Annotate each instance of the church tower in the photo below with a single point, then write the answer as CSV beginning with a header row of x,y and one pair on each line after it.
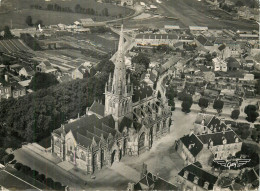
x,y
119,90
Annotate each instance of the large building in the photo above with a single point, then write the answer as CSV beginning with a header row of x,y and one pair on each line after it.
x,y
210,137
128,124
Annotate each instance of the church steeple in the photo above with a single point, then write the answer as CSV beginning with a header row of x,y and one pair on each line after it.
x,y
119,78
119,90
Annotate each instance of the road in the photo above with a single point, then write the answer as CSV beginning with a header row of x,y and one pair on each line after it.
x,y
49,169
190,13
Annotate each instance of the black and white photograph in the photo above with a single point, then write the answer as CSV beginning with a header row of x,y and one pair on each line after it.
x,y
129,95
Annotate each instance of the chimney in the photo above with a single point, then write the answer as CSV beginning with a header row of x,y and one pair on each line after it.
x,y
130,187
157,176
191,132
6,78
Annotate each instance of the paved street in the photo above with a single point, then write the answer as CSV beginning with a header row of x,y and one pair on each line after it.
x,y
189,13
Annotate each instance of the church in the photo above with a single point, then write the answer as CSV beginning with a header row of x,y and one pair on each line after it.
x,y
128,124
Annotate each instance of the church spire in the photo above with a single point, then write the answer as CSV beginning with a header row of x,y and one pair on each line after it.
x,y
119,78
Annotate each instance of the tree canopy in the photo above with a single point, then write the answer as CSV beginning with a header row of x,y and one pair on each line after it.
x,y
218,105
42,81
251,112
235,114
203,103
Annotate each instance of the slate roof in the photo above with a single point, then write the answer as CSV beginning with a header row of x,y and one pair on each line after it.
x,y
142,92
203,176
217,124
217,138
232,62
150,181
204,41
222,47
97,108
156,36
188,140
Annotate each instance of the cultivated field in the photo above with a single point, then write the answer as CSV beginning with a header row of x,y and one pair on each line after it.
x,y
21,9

=====

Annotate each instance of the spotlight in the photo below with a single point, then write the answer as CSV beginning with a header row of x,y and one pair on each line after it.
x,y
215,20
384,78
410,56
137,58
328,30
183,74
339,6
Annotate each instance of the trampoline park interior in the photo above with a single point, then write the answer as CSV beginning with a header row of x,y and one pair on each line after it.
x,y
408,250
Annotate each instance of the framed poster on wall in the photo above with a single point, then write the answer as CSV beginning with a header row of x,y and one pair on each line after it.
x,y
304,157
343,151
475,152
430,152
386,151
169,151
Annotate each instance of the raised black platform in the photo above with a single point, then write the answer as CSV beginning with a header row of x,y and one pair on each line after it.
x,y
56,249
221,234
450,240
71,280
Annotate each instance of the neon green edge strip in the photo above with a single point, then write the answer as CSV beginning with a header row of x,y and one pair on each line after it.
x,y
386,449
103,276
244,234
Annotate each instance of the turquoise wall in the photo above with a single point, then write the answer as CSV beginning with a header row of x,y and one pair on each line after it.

=====

# Task details
State how many lines in the entries above contain the word "wall". Reply with the number alone.

# In response
2